(TEXT EXCERPT)

--- START ---

Mangaging Gobalization
Daniel Altman

THE HIGH PRICE OF IGNORING LABOR IMMOBILITY

The International Herald Tribune's global economics columnist, Daniel Altman, recently moderated an online discussion between readers and Joseph Stiglitz, a recipient of the Nobel in economic science, professor at Columbia University and author of numerous articles and books on globalization.

What is the future of globalization where there is an increasingly greater disproportion between movements of capital and goods and that of people? Nabil El-Aid El-Othmani, Morocco

This disparity in the liberalization of capital and labor is a major problem. Enormous energy has been focused on facilitating the flows of investment and capital, while movements of labor remain highly restricted. This is so even though the gains to global economic efficiency from liberalizing labor flows are an order of magnitude greater than the gains from liberalizing capital flows. Liberalizing movement of short-term speculative capital has been associated with increased instability but does not bring enhanced economic growth. Premature capital market liberalization, for instance, was the basic cause of the East Asian crisis of 1997.

This disparity has large distributional consequences. Because capital can move easily, it threatens to leave a country if it is taxed, or if wages are not tamed, or worker benefits are not cut. The disparity in liberalization is one of the reasons for the growing inequality in incomes that has marked most countries around the world. It is one of the reasons that even when globalization has brought increases in gross domestic product, it has led to the lowering of incomes of many workers.

There is a risk that unless globalization can be made more fair - so that there are more winners and fewer losers - there may well be backlash. We should remember that globalization is not inevitable. The degree of global integration, as measured, for instance, by the ratio of trade or capital flows to GDP, was higher before World War I than during the interwar period.

--- END ---

(INFORMATION SUPPLIED)

--- START ---

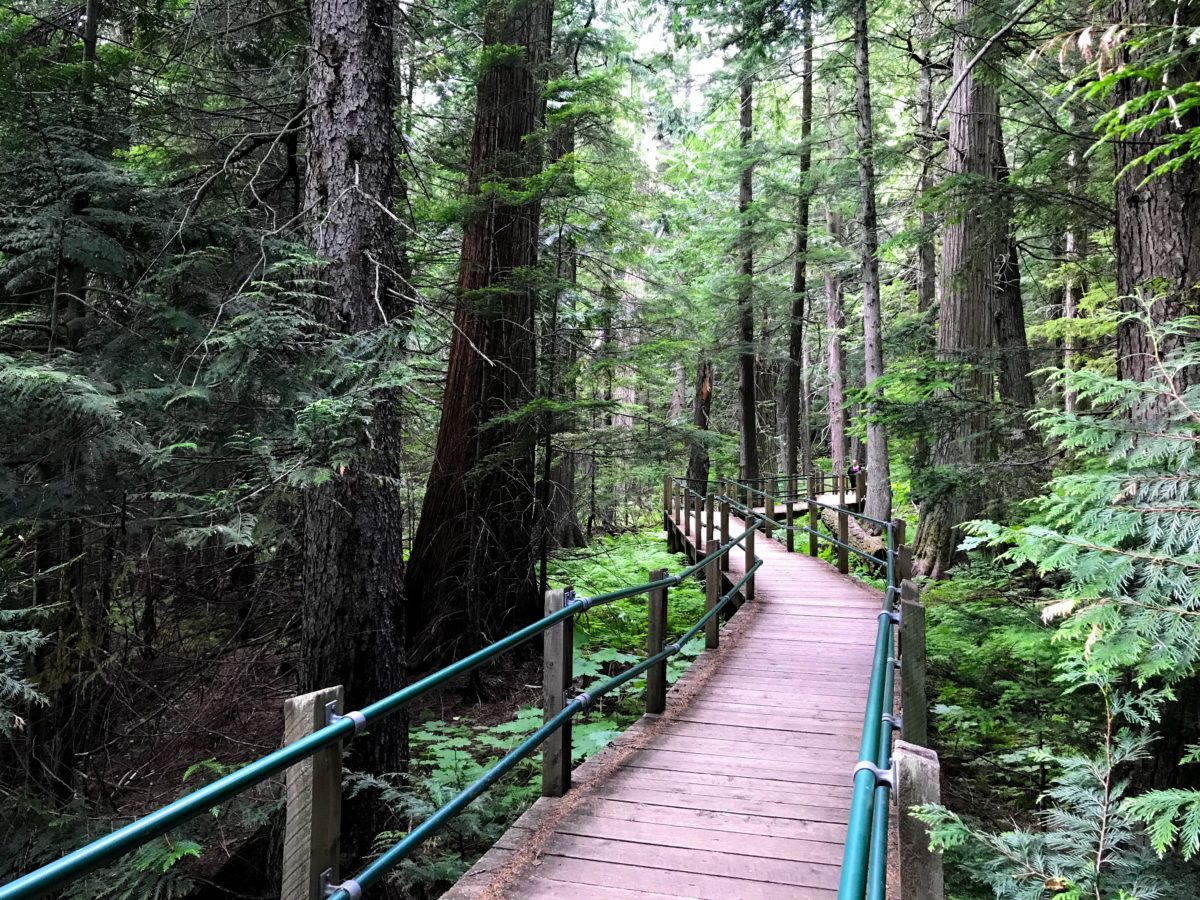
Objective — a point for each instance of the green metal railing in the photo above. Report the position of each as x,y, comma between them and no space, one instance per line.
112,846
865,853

--- END ---
--- START ---

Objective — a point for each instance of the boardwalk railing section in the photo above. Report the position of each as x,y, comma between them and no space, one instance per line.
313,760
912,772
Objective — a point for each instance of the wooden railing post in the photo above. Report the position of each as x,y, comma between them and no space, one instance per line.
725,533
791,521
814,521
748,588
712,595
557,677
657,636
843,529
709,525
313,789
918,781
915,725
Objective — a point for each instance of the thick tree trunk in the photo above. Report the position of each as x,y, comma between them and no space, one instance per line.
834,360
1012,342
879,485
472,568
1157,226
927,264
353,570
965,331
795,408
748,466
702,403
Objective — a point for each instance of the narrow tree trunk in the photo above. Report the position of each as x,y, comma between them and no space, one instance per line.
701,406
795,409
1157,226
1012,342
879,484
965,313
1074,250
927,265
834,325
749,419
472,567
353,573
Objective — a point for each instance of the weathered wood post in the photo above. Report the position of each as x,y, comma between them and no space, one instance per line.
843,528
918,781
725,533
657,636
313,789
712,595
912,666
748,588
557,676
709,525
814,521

--- END ---

(TASK A) In the globalization discussion, what was the basic cause of the East Asian crisis of 1997?
(TASK B) Repeat the part of the globalization discussion starting with "This disparity in" and going on through "crisis of 1997.".
(TASK C) Pick up the globalization discussion after its last sentence and continue it.

(TASK RESULT A) Premature capital market liberalization.

(TASK RESULT B)
This disparity in the liberalization of capital and labor is a major problem. Enormous energy has been focused on facilitating the flows of investment and capital, while movements of labor remain highly restricted. This is so even though the gains to global economic efficiency from liberalizing labor flows are an order of magnitude greater than the gains from liberalizing capital flows. Liberalizing movement of short-term speculative capital has been associated with increased instability but does not bring enhanced economic growth. Premature capital market liberalization, for instance, was the basic cause of the East Asian crisis of 1997.

(TASK RESULT C)
Poverty continues to remain a big problem in the emerging economies. Poverty alleviation programs have failed to lift millions from the grip of hunger and disease. How can we marry the goals of globalization with reducing poverty as the rich are getting richer with globalization while the poor remain where they are for centuries? Dev Chatterjee, India

Globalization can be made to work, and work in a way that the number of people in poverty is reduced. But it has not been working that way. These are among the central messages in my book "Making Globalization Work," where I spell out a wide agenda of what needs to be done. For instance, there is a rich trade agenda - going well beyond agriculture, on which the current set of global trade talks, known as the development round, seems to have become bogged down - that would help the poorest countries grow; but that agenda is a far cry from the trade agenda that America and Europe tried to sell as the development round.

We have the knowledge to deal with many of the diseases confronting the developing countries; but the trade-related intellectual property rights agreement, or TRIP, which was part of the Uruguay round, was designed to make generic medicines less accessible. The result was that thousands are dying unnecessarily because they cannot afford the brand-name medicines.

But the current system also provides little incentive for drug companies to do research on the diseases, like malaria, that are largely found in developing countries, simply because even if a cure or vaccine were found, those suffering from the disease would not have the money to pay the prices the drug companies would demand.

The current system clearly is not working. Again, there are alternative ways of financing research and the delivery of drugs, alternatives which are both more efficient and more equitable.

Has the World Bank changed since you were there, and if so, is it for better or for worse? Michel Monette, Canada

During my time there, the World Bank began to take on an advocacy role - advocating policies that are needed for the successful development of poor countries, even when they were opposed by some of the advanced industrial countries. It has continued to do that, notably in its opposition to agricultural subsidies by the United States and the European Union, which depress agricultural prices and so hurt the developing countries that depend on agriculture.

But a central achievement of this period was the recognition that successful development requires a comprehensive approach - there is no magic bullet. For instance, trade liberalization unaccompanied by policies that lead to new jobs replacing the old jobs that are lost may simply lead to growth in unemployment, not growth in GDP. We took a comprehensive approach to poverty as well, recognizing that the poor also lacked security and voice.

Today, it often seems that the only issue that the bank talks about is corruption. It sermonizes but does not have a comprehensive set of policies and approaches to attack it.

For instance, secrecy in Western banks facilitates this corruption. The Bush administration vetoed an effort by the Organization for Economic Cooperation and Development to circumscribe bank secrecy in August 2001; it then found that these secret bank accounts were also used by terrorists.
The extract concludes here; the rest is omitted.